(WHAT IS ASKED): Reproduce the records below with "traffic count sheet" substituted for every occurrence of "turning-movement log", keeping all other text unchanged.

•••

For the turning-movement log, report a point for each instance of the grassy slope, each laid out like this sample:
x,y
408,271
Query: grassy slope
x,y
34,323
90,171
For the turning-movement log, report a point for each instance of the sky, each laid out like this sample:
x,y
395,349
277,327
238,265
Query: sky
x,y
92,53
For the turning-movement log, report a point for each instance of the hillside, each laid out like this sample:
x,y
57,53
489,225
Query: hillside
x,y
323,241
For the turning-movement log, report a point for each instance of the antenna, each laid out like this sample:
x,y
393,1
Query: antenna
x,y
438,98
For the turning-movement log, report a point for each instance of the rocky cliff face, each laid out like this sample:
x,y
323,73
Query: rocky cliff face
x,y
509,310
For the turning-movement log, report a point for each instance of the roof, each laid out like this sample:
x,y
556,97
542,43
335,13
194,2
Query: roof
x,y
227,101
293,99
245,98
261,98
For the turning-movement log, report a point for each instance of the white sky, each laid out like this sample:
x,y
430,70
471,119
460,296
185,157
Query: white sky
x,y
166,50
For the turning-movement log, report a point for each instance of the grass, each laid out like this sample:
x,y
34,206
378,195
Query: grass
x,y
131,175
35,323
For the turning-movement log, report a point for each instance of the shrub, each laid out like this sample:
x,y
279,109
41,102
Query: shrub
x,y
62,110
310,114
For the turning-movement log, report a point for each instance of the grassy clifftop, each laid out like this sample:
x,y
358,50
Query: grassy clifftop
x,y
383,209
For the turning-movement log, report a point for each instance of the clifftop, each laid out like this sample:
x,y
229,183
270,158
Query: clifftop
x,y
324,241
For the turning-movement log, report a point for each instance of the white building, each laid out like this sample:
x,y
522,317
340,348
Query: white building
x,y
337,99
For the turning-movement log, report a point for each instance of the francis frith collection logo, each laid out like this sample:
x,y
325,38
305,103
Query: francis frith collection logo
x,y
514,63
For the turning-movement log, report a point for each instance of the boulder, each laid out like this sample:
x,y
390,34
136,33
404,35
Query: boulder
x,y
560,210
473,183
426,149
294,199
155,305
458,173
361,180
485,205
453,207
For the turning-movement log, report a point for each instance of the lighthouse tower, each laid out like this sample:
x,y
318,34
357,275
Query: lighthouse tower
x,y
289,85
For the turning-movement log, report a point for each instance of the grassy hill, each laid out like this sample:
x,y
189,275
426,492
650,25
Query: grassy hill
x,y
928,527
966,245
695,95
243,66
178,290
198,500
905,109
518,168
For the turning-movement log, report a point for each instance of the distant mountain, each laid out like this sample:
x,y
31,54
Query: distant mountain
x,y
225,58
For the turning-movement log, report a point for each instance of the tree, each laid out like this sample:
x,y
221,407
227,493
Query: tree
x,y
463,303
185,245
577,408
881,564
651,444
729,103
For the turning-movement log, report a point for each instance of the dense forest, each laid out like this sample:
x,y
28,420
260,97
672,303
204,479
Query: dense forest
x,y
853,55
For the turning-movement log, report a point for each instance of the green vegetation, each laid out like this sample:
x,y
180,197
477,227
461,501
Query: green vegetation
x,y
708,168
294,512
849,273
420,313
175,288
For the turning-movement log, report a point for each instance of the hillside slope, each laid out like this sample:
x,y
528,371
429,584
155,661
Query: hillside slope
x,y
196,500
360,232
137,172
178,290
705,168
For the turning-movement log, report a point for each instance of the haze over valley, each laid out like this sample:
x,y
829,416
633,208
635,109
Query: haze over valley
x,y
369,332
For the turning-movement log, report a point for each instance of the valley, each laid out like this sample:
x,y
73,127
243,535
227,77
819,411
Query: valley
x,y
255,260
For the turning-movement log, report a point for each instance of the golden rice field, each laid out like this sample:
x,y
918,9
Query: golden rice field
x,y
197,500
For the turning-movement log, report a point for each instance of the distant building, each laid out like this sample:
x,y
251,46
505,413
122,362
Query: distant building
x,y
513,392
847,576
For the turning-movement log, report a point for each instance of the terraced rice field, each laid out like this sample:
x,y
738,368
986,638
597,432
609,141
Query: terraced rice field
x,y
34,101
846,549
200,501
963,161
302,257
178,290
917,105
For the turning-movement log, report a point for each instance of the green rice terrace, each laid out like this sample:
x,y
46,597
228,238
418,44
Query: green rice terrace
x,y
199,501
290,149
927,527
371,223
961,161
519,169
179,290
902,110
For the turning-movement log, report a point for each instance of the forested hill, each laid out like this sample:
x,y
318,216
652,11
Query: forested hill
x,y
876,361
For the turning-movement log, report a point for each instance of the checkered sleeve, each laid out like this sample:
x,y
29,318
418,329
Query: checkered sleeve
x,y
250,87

•••

(RESULT FOR THIS EXERCISE):
For the traffic count sheet, report a point for each instance of the grassy slope, each laid out like this sample:
x,y
408,271
Query: grassy slope
x,y
34,323
90,171
For the traffic count sheet, report a point for each instance of the sky, each laid out like this sample:
x,y
395,349
277,327
238,265
Query: sky
x,y
92,53
For the traffic count sheet, report a point for each instance of the hillside, each laid out like this sample:
x,y
57,53
489,225
Query: hillside
x,y
323,241
For the traffic count sheet, report a point for each instance of the antenna, each laid out like this sample:
x,y
393,1
Query: antenna
x,y
438,98
For the traffic count sheet, report a point for each instance of the rocky cliff face, each laid out like this sample:
x,y
323,73
Query: rocky cliff face
x,y
509,310
For the traffic count sheet, report a point for each instance of the roof, each laid out like this sample:
x,y
556,97
542,43
335,13
194,2
Query: roof
x,y
227,101
293,99
245,98
261,98
For the traffic count sheet, report a point for each instance of the white sky, each laid out like this sample:
x,y
430,70
471,119
460,296
185,157
Query: white sky
x,y
166,50
For the traffic count sheet, report a point for each instance of the grass, each laid out like this sample:
x,y
34,206
378,195
Query: grass
x,y
131,175
35,323
For the traffic count sheet, report a point for each instance of the shrub, each laid out like this sample:
x,y
279,109
41,102
Query: shrub
x,y
62,110
310,114
For the traffic count sheet, report a point for each instance of the grassy clifftop, each laid out like this sample:
x,y
358,50
Query: grassy clifftop
x,y
383,209
For the traffic count sheet, report a point for each instance of the clifftop, each laid out like this sample:
x,y
229,183
270,158
Query: clifftop
x,y
324,241
For the traffic count sheet, report a point for each instance of the white building, each laid out like this sample:
x,y
522,317
340,348
Query: white building
x,y
337,99
For the traffic count sheet, report a point for each instance of the francis frith collection logo, each laid out like this sample:
x,y
325,38
305,103
Query: francis frith collection logo
x,y
514,63
For the traffic count sheet, report a point for each instance of the boulder, each laid out like this sample:
x,y
390,34
136,33
404,35
Query: boulder
x,y
560,210
473,183
426,149
294,199
155,305
458,173
361,180
485,205
453,207
For the traffic count sheet, report a point for each instance of the lighthouse tower, each laid out like this sample:
x,y
318,34
357,275
Query: lighthouse tower
x,y
289,85
For the traffic count sheet, report a point for each instance of the grassy hill, each laid out like this sample:
x,y
189,275
426,492
650,25
Query: grassy hill
x,y
928,527
966,245
695,95
243,66
178,290
198,500
905,109
518,168
For the traffic count sheet, report a point for each instance of the distant mountain, each laid out like this sample:
x,y
31,54
Query: distant mountain
x,y
225,58
For the traffic count sheet, report a point for each instance of the tree, each laid out like this sample:
x,y
221,407
227,493
Query: tree
x,y
463,303
185,245
577,408
881,564
651,444
729,103
For the traffic count sheet, report a point for each instance of the dense forest, each laid out like this sample:
x,y
28,420
260,97
672,303
204,479
Query: dense forest
x,y
853,55
For the traffic count sheet, report a point for each instance of the green vegetation, each laid out like this sample:
x,y
180,197
477,227
461,501
Query: green vegetation
x,y
708,168
294,512
849,273
420,313
175,288
For the traffic count sheet, report a point for each instance of the hillside slope, each laid out like this sample:
x,y
528,371
429,584
155,661
Query: hillside slope
x,y
196,500
360,232
137,172
178,290
705,168
For the traffic count sheet, report a point for each instance of the haze over valley, each laid out like this sample:
x,y
829,416
633,208
635,109
Query: haze over valley
x,y
369,332
For the traffic count sheet, report a point for each instance of the valley, each laid out like this sample:
x,y
73,127
243,535
227,77
819,411
Query: valley
x,y
255,260
For the traffic count sheet, report a point for each instance of the golden rice field, each laid out like this sample:
x,y
918,9
Query: golden rice field
x,y
197,500
For the traffic count sheet, report a point for each instance of the distant building, each laid out like this sample:
x,y
251,46
505,413
122,362
Query: distant building
x,y
513,392
847,576
For the traffic count sheet, report a point for each instance of the terraced rice field, each laid out like this sample:
x,y
738,368
986,638
597,432
609,141
Query: terraced rice field
x,y
34,101
846,549
200,501
963,161
302,257
178,290
917,105
For the traffic count sheet, report a point for each instance of the green rice terrace, each laid out like this sample:
x,y
46,597
228,238
418,44
Query: green rice terrace
x,y
199,501
290,149
927,527
371,223
961,161
519,169
179,290
902,110
For the traffic count sheet, report a point for each instance of the forested hill, each laid out like this sample:
x,y
318,216
652,11
Query: forested hill
x,y
876,361
For the traffic count sheet, report a point for each instance of the checkered sleeve, each laid out like this sample:
x,y
29,318
418,329
Query: checkered sleeve
x,y
250,87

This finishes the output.